▶ _PROVIDED INFORMATION_:
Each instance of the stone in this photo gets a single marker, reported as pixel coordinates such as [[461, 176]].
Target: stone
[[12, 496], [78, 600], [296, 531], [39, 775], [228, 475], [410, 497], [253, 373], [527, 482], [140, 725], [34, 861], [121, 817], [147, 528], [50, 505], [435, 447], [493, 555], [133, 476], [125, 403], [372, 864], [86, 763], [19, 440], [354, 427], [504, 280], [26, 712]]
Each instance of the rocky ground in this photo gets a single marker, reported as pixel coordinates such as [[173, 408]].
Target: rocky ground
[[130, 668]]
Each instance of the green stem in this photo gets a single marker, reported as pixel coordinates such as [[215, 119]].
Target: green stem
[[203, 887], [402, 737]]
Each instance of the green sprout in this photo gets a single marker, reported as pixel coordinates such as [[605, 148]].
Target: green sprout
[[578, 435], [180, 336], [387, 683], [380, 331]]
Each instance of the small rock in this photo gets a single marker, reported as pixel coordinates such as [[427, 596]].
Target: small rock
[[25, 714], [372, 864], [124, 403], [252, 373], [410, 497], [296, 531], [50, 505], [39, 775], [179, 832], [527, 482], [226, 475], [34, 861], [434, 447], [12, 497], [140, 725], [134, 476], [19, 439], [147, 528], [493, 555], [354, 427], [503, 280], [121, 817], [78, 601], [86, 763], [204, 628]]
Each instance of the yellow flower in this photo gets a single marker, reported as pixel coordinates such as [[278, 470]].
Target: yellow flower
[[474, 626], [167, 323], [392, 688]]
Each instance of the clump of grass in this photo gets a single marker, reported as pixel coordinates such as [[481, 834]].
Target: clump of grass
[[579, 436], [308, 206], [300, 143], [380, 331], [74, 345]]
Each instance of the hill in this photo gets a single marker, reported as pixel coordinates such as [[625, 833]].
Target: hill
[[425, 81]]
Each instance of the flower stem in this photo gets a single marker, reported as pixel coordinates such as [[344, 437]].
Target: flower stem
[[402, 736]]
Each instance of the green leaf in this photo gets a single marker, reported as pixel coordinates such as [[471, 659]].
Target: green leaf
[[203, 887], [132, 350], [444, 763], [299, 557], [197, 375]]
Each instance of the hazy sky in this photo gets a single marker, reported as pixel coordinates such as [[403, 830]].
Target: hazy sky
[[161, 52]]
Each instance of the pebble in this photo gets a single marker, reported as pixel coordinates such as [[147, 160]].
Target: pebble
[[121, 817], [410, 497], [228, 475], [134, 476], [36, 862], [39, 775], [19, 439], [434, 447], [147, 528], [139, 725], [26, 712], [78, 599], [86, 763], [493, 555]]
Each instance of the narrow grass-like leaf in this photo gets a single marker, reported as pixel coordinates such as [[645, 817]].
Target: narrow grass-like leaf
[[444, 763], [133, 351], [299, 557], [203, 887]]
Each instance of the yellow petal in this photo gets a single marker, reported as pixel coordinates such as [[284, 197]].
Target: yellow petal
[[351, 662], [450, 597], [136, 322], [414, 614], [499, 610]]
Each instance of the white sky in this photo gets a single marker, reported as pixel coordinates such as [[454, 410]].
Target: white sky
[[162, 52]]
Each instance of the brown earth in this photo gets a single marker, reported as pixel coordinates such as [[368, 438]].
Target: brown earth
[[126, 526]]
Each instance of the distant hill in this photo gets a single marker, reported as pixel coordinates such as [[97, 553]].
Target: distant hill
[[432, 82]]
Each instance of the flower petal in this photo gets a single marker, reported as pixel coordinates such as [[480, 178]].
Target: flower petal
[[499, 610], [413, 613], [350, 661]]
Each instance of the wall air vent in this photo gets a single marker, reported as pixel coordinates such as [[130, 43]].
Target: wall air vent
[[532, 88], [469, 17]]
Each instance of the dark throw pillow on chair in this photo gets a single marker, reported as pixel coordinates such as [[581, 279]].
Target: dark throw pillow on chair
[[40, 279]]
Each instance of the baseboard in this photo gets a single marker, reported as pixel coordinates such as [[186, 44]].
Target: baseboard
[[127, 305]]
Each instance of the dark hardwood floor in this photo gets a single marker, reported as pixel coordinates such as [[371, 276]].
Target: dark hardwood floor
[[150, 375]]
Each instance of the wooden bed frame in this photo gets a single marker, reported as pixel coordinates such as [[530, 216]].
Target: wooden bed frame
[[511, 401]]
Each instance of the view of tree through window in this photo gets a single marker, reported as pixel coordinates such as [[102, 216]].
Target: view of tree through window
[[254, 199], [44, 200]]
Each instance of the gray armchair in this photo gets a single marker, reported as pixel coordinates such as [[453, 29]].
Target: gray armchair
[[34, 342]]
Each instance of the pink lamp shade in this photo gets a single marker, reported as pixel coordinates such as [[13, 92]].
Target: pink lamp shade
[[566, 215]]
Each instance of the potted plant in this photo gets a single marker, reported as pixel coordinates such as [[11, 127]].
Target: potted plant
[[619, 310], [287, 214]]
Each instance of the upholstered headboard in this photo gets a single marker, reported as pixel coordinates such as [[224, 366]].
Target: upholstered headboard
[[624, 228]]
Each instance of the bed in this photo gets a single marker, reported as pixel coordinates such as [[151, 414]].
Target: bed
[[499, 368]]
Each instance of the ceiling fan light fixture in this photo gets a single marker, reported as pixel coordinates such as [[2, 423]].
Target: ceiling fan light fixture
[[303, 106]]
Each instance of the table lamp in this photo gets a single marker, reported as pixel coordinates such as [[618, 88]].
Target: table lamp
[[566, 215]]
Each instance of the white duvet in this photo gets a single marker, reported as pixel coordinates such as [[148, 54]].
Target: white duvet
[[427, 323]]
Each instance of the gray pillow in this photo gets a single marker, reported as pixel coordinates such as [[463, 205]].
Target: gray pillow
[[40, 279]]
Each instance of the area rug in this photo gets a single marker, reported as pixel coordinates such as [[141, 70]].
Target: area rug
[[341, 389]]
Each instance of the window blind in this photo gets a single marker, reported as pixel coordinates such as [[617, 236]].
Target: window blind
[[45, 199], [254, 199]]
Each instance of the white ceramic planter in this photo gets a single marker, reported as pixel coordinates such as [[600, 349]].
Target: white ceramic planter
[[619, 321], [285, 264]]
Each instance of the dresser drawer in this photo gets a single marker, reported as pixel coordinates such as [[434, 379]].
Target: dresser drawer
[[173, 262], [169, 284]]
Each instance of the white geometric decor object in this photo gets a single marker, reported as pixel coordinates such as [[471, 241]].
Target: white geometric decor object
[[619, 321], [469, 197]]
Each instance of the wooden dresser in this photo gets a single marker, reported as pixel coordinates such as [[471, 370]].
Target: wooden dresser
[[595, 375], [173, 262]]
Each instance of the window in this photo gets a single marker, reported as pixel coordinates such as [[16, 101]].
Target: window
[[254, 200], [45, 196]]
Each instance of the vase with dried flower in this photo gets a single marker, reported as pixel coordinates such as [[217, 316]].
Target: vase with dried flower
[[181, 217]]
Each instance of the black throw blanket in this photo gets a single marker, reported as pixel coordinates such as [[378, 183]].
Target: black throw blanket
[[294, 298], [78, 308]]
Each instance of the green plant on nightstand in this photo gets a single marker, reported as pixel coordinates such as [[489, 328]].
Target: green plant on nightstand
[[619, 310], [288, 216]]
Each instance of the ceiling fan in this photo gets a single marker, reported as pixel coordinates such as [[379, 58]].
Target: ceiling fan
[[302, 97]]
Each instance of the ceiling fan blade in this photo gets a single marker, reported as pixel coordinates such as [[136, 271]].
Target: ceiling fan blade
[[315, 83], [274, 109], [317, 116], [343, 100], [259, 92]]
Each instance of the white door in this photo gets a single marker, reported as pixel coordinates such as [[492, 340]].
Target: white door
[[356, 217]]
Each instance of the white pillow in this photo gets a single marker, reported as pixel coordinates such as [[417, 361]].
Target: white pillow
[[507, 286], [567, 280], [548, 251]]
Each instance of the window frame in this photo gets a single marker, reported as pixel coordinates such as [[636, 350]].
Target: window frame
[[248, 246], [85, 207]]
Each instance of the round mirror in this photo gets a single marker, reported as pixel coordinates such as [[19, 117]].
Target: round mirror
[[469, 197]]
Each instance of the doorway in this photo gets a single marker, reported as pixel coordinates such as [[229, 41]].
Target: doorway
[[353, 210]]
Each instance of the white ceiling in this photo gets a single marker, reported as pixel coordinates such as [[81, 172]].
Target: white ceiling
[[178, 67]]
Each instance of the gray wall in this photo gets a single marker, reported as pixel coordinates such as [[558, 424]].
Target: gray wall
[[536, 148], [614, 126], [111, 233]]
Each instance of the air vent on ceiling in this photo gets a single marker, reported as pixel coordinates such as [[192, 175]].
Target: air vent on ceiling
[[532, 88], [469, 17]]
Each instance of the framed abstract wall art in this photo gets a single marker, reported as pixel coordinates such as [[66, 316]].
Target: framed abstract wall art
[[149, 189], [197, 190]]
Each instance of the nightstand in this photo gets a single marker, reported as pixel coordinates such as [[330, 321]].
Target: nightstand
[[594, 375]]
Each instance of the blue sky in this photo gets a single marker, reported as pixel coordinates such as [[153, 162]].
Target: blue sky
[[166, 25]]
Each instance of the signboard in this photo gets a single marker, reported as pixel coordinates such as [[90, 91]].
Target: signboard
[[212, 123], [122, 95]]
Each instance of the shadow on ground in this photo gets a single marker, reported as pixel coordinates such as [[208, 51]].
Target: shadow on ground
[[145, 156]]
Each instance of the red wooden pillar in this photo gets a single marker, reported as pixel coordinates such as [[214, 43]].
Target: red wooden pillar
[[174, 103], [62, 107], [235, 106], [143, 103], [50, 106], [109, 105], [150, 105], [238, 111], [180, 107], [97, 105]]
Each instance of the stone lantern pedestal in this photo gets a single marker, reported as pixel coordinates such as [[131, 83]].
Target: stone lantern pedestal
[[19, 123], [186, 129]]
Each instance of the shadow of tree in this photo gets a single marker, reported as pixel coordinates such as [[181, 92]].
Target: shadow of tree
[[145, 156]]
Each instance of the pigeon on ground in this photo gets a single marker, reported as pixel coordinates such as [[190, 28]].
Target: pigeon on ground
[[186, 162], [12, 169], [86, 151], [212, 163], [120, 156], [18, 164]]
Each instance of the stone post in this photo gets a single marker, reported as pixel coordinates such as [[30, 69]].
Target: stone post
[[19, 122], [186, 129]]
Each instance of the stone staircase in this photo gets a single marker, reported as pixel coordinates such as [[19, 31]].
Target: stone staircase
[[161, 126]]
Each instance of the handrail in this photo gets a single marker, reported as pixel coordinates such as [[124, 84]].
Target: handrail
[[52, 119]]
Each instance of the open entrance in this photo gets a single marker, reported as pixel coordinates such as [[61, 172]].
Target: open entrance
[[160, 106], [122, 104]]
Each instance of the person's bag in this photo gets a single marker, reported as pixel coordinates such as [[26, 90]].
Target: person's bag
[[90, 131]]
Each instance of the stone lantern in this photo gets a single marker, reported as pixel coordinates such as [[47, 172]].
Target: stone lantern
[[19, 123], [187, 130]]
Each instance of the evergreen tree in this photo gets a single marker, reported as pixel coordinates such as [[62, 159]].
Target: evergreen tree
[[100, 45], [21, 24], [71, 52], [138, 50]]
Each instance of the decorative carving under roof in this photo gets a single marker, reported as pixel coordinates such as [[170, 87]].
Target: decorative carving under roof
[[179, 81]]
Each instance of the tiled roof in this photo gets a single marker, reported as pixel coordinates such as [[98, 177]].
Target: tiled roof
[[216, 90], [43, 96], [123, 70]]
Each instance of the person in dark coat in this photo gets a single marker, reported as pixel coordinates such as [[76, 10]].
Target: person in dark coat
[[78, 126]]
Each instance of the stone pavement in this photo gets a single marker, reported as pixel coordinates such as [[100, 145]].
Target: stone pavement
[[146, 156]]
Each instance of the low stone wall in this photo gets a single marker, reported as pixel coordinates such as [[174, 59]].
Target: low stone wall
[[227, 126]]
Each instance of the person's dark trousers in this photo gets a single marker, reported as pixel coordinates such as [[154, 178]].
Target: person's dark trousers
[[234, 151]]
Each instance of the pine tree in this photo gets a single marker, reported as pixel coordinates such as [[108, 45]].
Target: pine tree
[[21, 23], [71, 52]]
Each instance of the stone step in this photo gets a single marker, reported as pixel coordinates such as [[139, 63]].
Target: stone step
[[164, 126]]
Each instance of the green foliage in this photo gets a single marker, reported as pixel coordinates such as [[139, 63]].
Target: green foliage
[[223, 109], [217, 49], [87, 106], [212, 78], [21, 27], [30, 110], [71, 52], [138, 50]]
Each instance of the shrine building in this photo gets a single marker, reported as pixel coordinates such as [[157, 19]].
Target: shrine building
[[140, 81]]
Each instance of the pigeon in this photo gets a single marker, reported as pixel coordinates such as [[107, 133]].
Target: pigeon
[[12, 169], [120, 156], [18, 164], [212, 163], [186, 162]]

▶ _EXERCISE_: Rewrite the records from the line containing "Each instance of the white door" down to the line containing "[[166, 25]]", substituting "single point" for "single marker" and leaving everything else unchanged.

▶ _WRITTEN REPLY_:
Each instance of the white door in this photo gets a single point, reported as pixel coordinates such as [[492, 340]].
Target: white door
[[356, 217]]
Each instance of the white pillow in this photo gets a single point, reported as pixel coordinates such as [[417, 361]].
Target: white pillow
[[507, 286], [567, 280], [548, 251]]
Each instance of the window frame in this photo gets a single point, reported as pixel coordinates such as [[636, 350]].
Target: window frame
[[248, 246], [85, 207]]
Each instance of the round mirror in this photo gets a single point, reported as pixel coordinates such as [[19, 117]].
Target: round mirror
[[469, 197]]
Each instance of the doorway in this photo gets a single point, reported as pixel coordinates such as [[229, 41]].
Target: doorway
[[353, 210]]
Each instance of the white ceiling in this photo gets a single point, reported as pixel coordinates such as [[81, 172]].
Target: white ceiling
[[178, 67]]
Each instance of the gray wall in this photo gets a single point, reported as pixel coordinates such as [[558, 424]].
Target: gray wall
[[536, 148], [614, 126], [111, 233]]
Each instance of the air vent on ceiling in this photo gets a single point, reported as pixel coordinates such as [[192, 175]].
Target: air vent on ceiling
[[532, 88], [469, 17]]
Each instance of the framed abstract wall art in this photo gets a single point, reported as pixel coordinates such as [[66, 316]].
Target: framed abstract wall art
[[149, 189], [197, 190]]
Each instance of the nightstand in this photo gets a single point, reported as pixel coordinates such as [[330, 321]].
Target: nightstand
[[594, 375]]
Each instance of the blue sky in this photo gets a single point, reported as pixel coordinates such as [[153, 162]].
Target: blue sky
[[166, 25]]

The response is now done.